Entries supplied
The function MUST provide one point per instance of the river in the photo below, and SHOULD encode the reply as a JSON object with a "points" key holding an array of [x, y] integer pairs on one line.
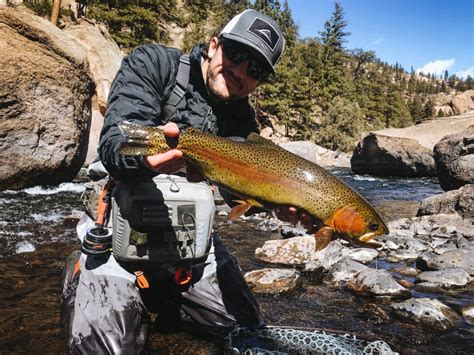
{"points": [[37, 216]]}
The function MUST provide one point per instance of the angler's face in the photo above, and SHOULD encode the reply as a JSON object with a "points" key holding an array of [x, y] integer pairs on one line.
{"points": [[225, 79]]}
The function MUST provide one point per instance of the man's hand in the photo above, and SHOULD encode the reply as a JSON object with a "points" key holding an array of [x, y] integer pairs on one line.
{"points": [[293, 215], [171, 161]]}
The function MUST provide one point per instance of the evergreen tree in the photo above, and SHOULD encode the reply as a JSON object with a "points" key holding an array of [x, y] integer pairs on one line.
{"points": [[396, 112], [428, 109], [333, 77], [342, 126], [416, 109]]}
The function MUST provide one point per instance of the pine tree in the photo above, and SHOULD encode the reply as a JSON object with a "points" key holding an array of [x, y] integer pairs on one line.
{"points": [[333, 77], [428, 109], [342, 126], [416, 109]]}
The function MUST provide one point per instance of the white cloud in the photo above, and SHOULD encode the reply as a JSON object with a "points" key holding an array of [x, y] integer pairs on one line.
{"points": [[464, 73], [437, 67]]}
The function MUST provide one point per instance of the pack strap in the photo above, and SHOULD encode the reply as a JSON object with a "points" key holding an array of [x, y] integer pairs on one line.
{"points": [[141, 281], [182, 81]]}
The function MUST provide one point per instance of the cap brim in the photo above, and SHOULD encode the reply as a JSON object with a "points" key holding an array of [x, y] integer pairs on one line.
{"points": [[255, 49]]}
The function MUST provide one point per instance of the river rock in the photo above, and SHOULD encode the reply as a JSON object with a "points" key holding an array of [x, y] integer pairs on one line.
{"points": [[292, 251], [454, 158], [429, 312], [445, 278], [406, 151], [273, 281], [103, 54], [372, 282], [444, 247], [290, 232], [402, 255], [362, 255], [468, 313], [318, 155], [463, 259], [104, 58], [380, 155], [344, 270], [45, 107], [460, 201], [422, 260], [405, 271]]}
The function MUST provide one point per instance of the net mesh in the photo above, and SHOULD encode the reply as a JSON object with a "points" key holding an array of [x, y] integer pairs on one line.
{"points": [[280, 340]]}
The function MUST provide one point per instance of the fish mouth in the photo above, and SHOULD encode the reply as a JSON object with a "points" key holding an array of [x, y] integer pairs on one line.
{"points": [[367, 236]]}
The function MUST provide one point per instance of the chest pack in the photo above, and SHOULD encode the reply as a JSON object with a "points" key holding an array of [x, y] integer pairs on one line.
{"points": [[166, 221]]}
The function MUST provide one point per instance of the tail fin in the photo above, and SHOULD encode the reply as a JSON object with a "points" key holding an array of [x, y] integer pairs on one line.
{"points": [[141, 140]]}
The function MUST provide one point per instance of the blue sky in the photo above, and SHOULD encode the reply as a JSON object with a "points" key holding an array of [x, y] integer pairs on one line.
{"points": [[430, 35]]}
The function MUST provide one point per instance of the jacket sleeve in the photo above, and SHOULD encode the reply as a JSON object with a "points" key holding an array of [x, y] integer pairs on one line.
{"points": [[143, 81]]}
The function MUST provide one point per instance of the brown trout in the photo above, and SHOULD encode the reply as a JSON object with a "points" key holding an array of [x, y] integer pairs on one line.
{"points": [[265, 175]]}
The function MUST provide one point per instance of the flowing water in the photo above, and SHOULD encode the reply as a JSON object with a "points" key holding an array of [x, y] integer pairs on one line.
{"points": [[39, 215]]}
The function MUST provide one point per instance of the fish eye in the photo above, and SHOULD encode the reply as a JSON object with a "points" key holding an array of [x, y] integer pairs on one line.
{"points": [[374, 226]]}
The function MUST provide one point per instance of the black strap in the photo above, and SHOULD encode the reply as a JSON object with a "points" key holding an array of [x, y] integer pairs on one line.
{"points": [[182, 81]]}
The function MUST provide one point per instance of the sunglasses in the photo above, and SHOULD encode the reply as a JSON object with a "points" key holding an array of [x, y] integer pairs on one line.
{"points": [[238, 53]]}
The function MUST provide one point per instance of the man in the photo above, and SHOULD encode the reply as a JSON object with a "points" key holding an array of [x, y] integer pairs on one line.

Prompt
Copy out all the data without changing anything, and drop the pictures.

Completed task
The function MUST provide one point per instance of the river in the photo below, and SHOULD encode the reply as a JSON object with a "points" key holding an array of [x, y] integer pairs on one line.
{"points": [[37, 216]]}
The function MUST provide one point per instance of the angler's face in the photo above, and SHOULD encode the reply as a JSON object with a "points" key holding an array of [x, y] integer pairs on one line.
{"points": [[225, 79]]}
The function MUST provide one point per instance of the man's hand in the photo above, and SHOULD encode the reply as a JSON object with a "points" key holding an array of [x, y] integer pairs on one line.
{"points": [[293, 215], [171, 161]]}
The function MUST provide one point per instance of the evergreen tree in the photo above, and SHOULD encode the reply as a JSON object with a "points" key holding an array of [x, y] integer pairs on one line.
{"points": [[396, 112], [428, 109], [333, 77], [342, 126], [416, 109]]}
The function MUST provide one point per instance of the pine tree in the photo above, and SHOULD encode the reply as a JSON object with a "points" key holding an array of [x, y] integer pairs on one line.
{"points": [[333, 77], [428, 109], [342, 126], [416, 109]]}
The function MUST provide one point per instance of the white cloud in the photo above, and SHOULD encode the reply as a JSON object with a "points" key holding an array of [x, y] integer pairs on one line.
{"points": [[464, 73], [437, 67]]}
The function MUST provide one point per instance of the pack strap in the photo above, and SHOULD encode the reply as a JSON object with a "points" key holding an array of [x, y] integer pairs on one line.
{"points": [[141, 281], [182, 81]]}
The function MUST provide one point per instance of the cap brim in the photo above, and SHOULD encode the reply as a JSON object with a "points" key holding an array of [x, y] integer pairs on one line.
{"points": [[255, 49]]}
The function MUST provide one point per instance of the river rock in the photo above, and SHOULD encode the reply as a JSON object with a "points" key holding an array of [x, y] integer pairs on one line.
{"points": [[292, 251], [454, 158], [429, 312], [445, 278], [406, 151], [273, 281], [103, 54], [372, 282], [444, 247], [290, 232], [402, 255], [362, 255], [468, 313], [318, 155], [463, 259], [104, 58], [380, 155], [344, 270], [45, 107], [460, 201], [422, 260], [405, 271]]}
The function MUST provide one point per instance of the net mesh in the photo above, and SHOULD encode the reply as a JSON object with a "points" key holding an array of [x, y] integer pairs on one line.
{"points": [[280, 340]]}
The function MUST provide one point per instance of the fish mouth in the photo above, and SHOULD encode the reply as a JSON object with a "points" key holding an array of [x, y] integer pairs on one line.
{"points": [[367, 236]]}
The function MUST provide one point per instance of the chest pack in the photo above, and SHOULD encode the reply as a JSON object with a "points" key holding an array of [x, y] integer pairs on one line.
{"points": [[166, 221]]}
The function MUST provide one point per instance of the tail fin in the photo above, and SHOULD encode the reply as a JSON object with a "points" key holding an array of [x, y] integer pairs on one line.
{"points": [[141, 140]]}
The function MUST provide one point per instance of the blue sky in the photo above, and SHOULD encode the reply as a JSON object with a "points" key holding an array of [x, y] integer pairs on one line.
{"points": [[430, 35]]}
The function MUST provide one point per instance of the jacket sleeve in the photo above, and SHOULD encode the reply as a JSON object with a "points" key holding an array of [x, y] integer pairs on one line.
{"points": [[143, 81]]}
The function MUST provide one point per instance of the brown trout in the photo above, and SHOULD encode the reply as a JSON object with a "points" key holding an array of [x, y] integer pairs on one line.
{"points": [[265, 175]]}
The function MUST provide one point per instance of the flowing water in the photo above, and SHOULD encode the reply as a JSON object with a "points" key holding an array of [x, y] integer pairs on one line.
{"points": [[39, 215]]}
The function MUST provide one point per instance of the fish eye in the photo above, and SHOULD encode the reply as a JSON object with a "points" key holding an array of [x, y] integer pairs on one line.
{"points": [[374, 226]]}
The function MUST provide one point per instance of the black strap in the photo above, and SHOULD encode the reply as a JSON object with a "points" key holding an array of [x, y] integer pairs on one line.
{"points": [[182, 81]]}
The function MUST provide one point per instance of the sunglasses in the photo above, and SHOULD encode the reply as a JSON object with a "points" key holding an array of [x, y] integer pairs on one line.
{"points": [[238, 53]]}
The function MUST provide one point per instance of the man in the photo above, and SHOULD encode the reply as a JSON object with a "points" key holding an array of [x, y] integer pairs on one line.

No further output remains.